__EXTRAIT CITÉ__

↓

Sans domicile fixe… sur un canot mobile
Quelques mois après leur retour, l'équipe du Défi Go Fetch nous relate certains des moments les plus marquants de son expédition en kayak. Premier volet d'une série palpitante de récits sur l'eau.
Sur l’eau, on parle de tout et de rien; un genre de remue-méninges en continu. Souvent, ce sont les questions des curieux que l’on rencontre sur notre chemin qui génèrent notre blabla quotidien. En bien ou en mal, les questions concernent souvent l’apparence.
Évidemment, l’apparence : trois longs kayaks blancs, autant de gars puants et rougis par le soleil, deux tentes déployées et abîmées par le temps, par les vents. De la bouffe à l’odeur alléchante sur notre petit brûleur de camping; des gars qui ne sont vraisemblablement pas des gens de la place.
L’image que l’on projette de nous-mêmes est souvent celle de trois clochards en mission.
Nous avons peu d’argent. Nous nous sommes départis de toute chose superflue, et nos kayaks sont nos baluchons. Nous dormons sous un pont, sur une rampe de bateau, ou encore dans un parc. Dans la ville ou la campagne, un peu toujours à la merci des gens. Une invitation sous un toit et un bon repas chaud sont des cadeaux du ciel...
C’était durant une progression de nuit, sous les étoiles de la Caroline du Sud, que notre propre personnification du clochard s’est vue interrompue. Entre le point A et le point B, nous avons fait la connaissance de Bill, un bonhomme de 65 ans seul dans son canot.
Bill avait quitté la Virginie quelques mois plus tôt à bord de son vaisseau, avec l’intention de rejoindre la Floride. En fait, ce qui le préoccupait, c’était de rejoindre un endroit chaud avant le début de l’hiver.
«Tant qu’à être un sans-abri, je vais aller quelque part où il fait chaud !» nous avait-il expliqué.
Quelques années plus tôt, Bill avait perdu sa mère, la seule femme, famille et amie dans sa vie. L’année suivante, il perdit sa maison et tous ses biens après un incendie. Et dans les jours qui suivirent, il réalisa une fois pour toutes que les soixante années qu'il avait passées à regarder la télévision, et à rester cloîtré chez lui, sans expériences et sans éducation, à collectionner des maladies chroniques comme des étampes et à être un « mama’s boy » - comme il le disait lui-même - constituaient la seule vie qu’il avait vécue.

↑

__À FAIRE__
[a] Relevez tous les endroits où l'équipe dit dormir dans le récit de l'expédition en kayak.
[b] Poursuivez le récit de l'expédition en kayak à partir de sa dernière phrase.

__LISTE DES DONNÉES__

↓

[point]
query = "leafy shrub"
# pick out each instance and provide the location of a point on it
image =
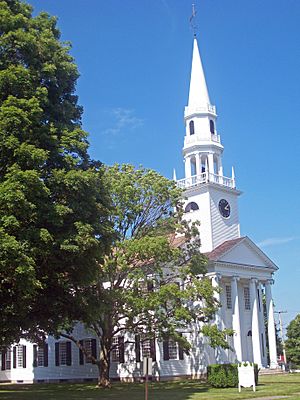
(226, 375)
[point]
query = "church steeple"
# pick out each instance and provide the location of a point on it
(210, 197)
(198, 94)
(202, 149)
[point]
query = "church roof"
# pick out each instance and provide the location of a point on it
(241, 251)
(223, 248)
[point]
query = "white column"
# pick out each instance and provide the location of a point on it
(218, 318)
(216, 285)
(262, 324)
(256, 342)
(198, 164)
(271, 325)
(211, 163)
(236, 325)
(187, 166)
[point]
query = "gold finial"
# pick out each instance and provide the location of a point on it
(193, 19)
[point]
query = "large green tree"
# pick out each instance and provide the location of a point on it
(148, 284)
(53, 218)
(292, 344)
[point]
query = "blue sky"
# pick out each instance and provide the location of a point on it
(134, 59)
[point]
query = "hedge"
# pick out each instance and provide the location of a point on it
(226, 375)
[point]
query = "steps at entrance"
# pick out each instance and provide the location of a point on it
(273, 371)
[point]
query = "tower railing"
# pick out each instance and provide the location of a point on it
(197, 138)
(205, 177)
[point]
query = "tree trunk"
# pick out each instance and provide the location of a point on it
(103, 368)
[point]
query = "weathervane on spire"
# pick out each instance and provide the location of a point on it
(193, 19)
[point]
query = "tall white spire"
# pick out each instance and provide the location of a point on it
(198, 94)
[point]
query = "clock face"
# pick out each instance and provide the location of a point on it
(224, 208)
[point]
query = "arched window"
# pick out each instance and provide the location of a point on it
(216, 165)
(193, 166)
(192, 127)
(191, 207)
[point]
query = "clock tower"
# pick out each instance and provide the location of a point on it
(210, 197)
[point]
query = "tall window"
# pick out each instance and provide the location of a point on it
(247, 298)
(258, 299)
(63, 353)
(6, 359)
(192, 206)
(117, 354)
(90, 350)
(40, 355)
(145, 348)
(228, 296)
(192, 127)
(172, 350)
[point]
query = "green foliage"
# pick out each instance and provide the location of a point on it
(292, 344)
(148, 284)
(226, 375)
(53, 218)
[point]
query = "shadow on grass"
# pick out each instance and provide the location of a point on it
(133, 391)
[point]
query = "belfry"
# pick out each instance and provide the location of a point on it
(236, 265)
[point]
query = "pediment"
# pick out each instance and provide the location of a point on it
(243, 252)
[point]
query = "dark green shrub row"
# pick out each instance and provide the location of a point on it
(226, 375)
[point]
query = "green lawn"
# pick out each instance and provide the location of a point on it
(274, 385)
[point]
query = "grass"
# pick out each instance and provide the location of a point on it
(273, 385)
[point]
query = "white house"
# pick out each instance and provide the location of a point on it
(236, 264)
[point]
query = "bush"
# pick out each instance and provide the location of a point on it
(226, 375)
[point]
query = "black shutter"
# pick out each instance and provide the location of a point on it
(45, 354)
(81, 359)
(166, 350)
(24, 356)
(3, 359)
(150, 286)
(137, 348)
(121, 349)
(94, 348)
(153, 349)
(14, 357)
(69, 353)
(57, 354)
(34, 356)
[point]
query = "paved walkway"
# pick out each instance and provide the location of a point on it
(270, 398)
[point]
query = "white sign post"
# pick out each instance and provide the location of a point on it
(246, 375)
(147, 370)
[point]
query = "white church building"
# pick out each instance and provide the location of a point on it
(236, 265)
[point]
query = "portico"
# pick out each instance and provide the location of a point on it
(242, 290)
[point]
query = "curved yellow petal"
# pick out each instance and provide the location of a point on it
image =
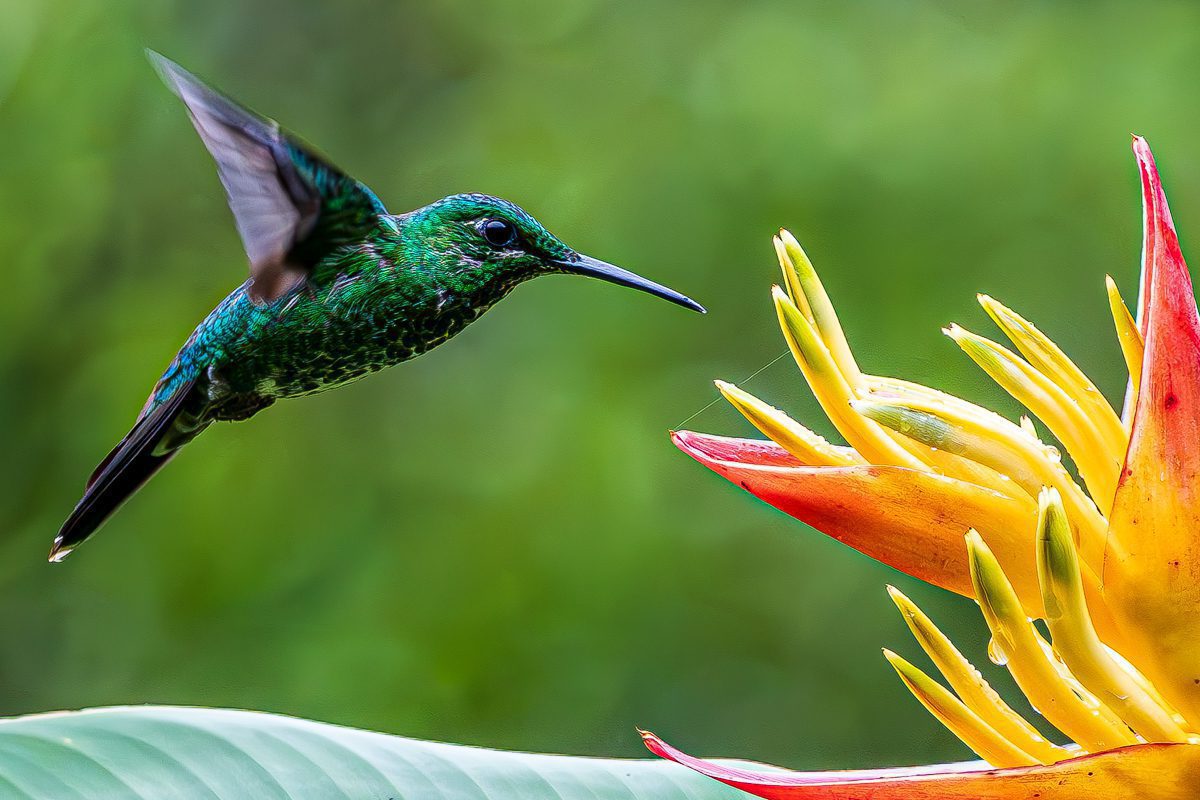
(960, 720)
(972, 689)
(1098, 463)
(1074, 636)
(1017, 641)
(809, 447)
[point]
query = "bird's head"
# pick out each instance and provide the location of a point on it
(479, 240)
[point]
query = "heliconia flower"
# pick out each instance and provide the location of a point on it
(969, 500)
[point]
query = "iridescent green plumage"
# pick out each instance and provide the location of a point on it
(339, 289)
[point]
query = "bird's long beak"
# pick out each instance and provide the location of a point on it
(605, 271)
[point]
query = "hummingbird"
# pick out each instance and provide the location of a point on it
(339, 288)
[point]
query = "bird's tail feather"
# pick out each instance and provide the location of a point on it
(132, 462)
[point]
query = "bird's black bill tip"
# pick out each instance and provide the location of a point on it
(612, 274)
(59, 551)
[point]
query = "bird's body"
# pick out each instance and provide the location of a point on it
(339, 289)
(367, 306)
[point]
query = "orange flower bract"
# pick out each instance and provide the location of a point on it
(967, 500)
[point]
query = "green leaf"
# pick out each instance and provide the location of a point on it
(179, 753)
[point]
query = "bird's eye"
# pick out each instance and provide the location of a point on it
(498, 233)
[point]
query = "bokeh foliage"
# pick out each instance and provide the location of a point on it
(496, 543)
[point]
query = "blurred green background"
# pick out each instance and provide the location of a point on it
(497, 543)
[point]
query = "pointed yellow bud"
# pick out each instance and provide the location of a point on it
(1098, 463)
(971, 687)
(993, 441)
(1017, 642)
(1074, 637)
(963, 722)
(822, 314)
(809, 447)
(833, 391)
(1048, 359)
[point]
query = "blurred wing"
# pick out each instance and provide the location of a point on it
(291, 206)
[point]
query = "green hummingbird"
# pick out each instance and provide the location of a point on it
(337, 289)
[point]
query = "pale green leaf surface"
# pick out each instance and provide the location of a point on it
(185, 753)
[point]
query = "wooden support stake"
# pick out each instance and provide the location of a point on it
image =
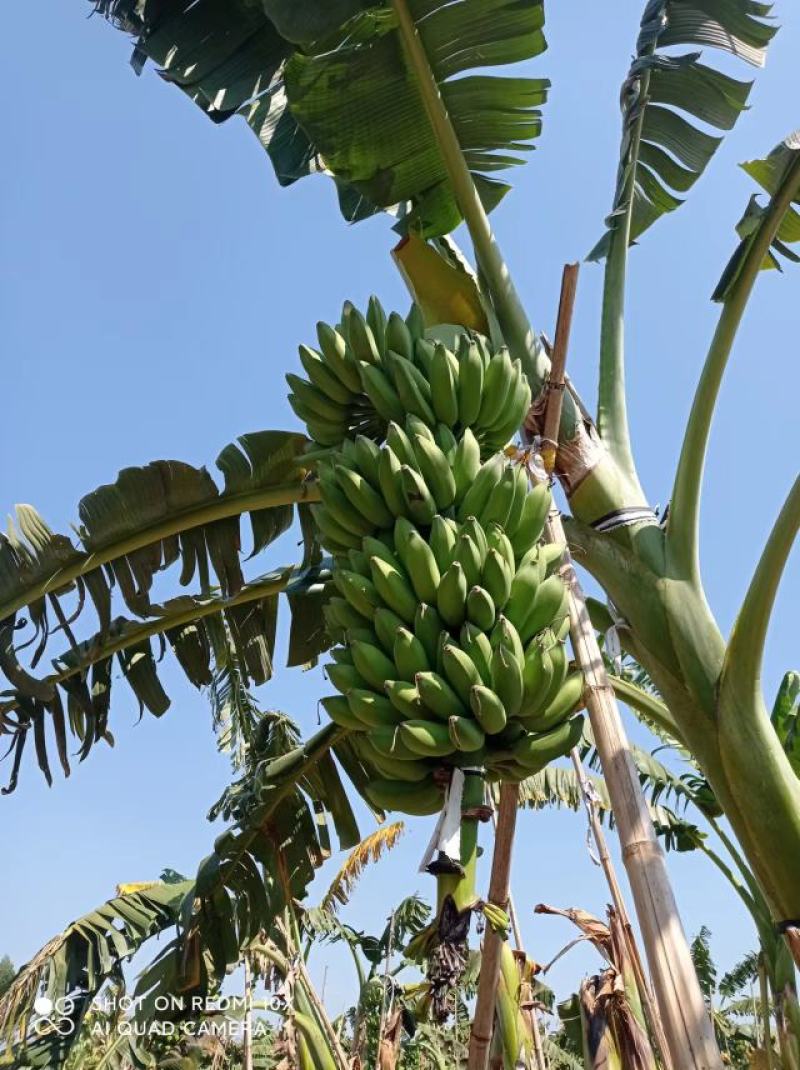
(480, 1034)
(686, 1022)
(555, 384)
(616, 896)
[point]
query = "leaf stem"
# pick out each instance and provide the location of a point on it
(517, 331)
(612, 410)
(682, 536)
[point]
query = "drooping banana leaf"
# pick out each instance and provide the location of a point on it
(278, 839)
(671, 101)
(772, 173)
(204, 632)
(70, 971)
(326, 87)
(131, 531)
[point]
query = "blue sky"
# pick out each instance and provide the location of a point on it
(154, 285)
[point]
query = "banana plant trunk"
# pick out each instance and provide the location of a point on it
(685, 1020)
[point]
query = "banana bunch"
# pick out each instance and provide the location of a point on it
(448, 613)
(451, 651)
(371, 370)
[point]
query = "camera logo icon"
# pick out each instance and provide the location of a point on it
(54, 1015)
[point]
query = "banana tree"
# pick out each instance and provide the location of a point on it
(298, 76)
(681, 803)
(369, 95)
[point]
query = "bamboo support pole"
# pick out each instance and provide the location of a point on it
(765, 1015)
(556, 383)
(690, 1038)
(616, 895)
(480, 1035)
(386, 975)
(247, 1039)
(541, 1060)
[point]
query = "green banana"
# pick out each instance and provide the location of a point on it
(428, 626)
(381, 393)
(451, 597)
(419, 503)
(338, 358)
(476, 498)
(532, 522)
(465, 462)
(398, 439)
(418, 799)
(340, 508)
(504, 632)
(395, 768)
(372, 663)
(410, 655)
(549, 605)
(461, 671)
(359, 592)
(437, 696)
(446, 441)
(442, 540)
(488, 708)
(476, 533)
(465, 734)
(435, 471)
(467, 555)
(363, 498)
(507, 679)
(399, 337)
(496, 578)
(418, 560)
(475, 643)
(321, 430)
(500, 541)
(501, 500)
(412, 388)
(338, 709)
(388, 478)
(426, 738)
(518, 505)
(377, 322)
(333, 532)
(360, 337)
(562, 706)
(480, 608)
(537, 674)
(387, 743)
(559, 662)
(345, 677)
(394, 589)
(404, 698)
(523, 591)
(497, 383)
(317, 402)
(444, 386)
(344, 615)
(536, 751)
(386, 625)
(374, 547)
(424, 355)
(471, 381)
(367, 455)
(323, 378)
(372, 709)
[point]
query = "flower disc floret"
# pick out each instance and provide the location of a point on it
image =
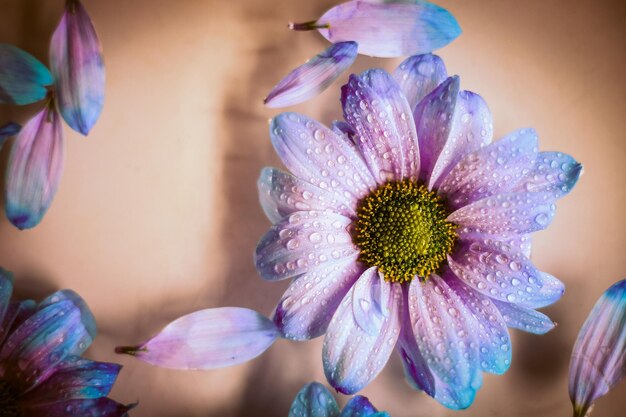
(402, 229)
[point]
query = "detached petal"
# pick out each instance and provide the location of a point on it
(78, 67)
(388, 30)
(208, 339)
(34, 169)
(599, 357)
(313, 77)
(22, 77)
(314, 400)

↑

__RÉPONSES PAR TÂCHE__
[a] Sous un pont, sur une rampe de bateau, dans un parc.

[b]
Du moins, jusque là.
Sans télévision à sa disposition pour regarder son émission favorite « Ma petite pouliche », Bill prit la décision de quitter sa petite grâce et profiter du cadeau que lui avait fait un voisin : un vieux canot en aluminium. Direction : plein sud.
Cette décision fut son salut. Déjà, après deux mois de progression en canot, il avait cessé de prendre une grande partie des médicaments qu’on lui prescrivait. Il ne lui en restait presque plus au moment où nous l’avons quitté. De toute manière, il n’en avait plus du tout envie. Il se proclamait sans-abri; difficile de le contredire.
Après plus d’un an de kayak et à près de 1000 km de notre destination finale, l’image de Bill me revenait souvent à l’esprit. Un personnage coloré avec sa fameuse mascotte, « Twilight Sparkle », de son émission fétiche.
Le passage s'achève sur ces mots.